- Problem to work on -
Restate all the data word for word and omit the pictures.

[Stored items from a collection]
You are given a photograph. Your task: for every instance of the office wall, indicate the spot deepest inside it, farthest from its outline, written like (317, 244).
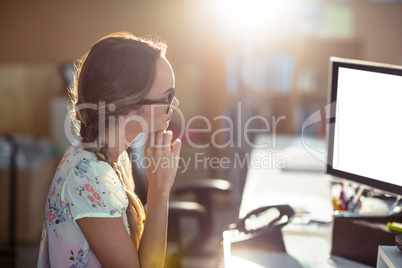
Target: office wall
(42, 34)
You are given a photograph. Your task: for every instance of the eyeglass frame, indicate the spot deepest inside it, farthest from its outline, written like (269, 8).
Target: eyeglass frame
(172, 93)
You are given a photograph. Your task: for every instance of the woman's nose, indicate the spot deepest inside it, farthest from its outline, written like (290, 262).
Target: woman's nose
(175, 102)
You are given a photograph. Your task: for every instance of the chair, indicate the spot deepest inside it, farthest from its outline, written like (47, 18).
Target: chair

- Answer for this exercise -
You are given a photograph. Your task: for every instance of the office wall, indicate the spot deepest inside it, farthest from its outline, written like (317, 244).
Target: office wall
(42, 34)
You are given a photograph. Your task: for every instance of the eyeglass frame, indicate the spot deepest inside it, farthest from its outline, written like (269, 8).
Target: eyeglass frame
(172, 93)
You are given a photograph. Your task: for every instance of the woman's nose, indicate the spot deepest inside it, farthest from its outline, written like (290, 262).
Target: woman's nose
(175, 102)
You are given a photograph. Your task: for every instance of the chair, indicate the spot deepest inside it, farthest from its outline, written like (47, 18).
Target: chair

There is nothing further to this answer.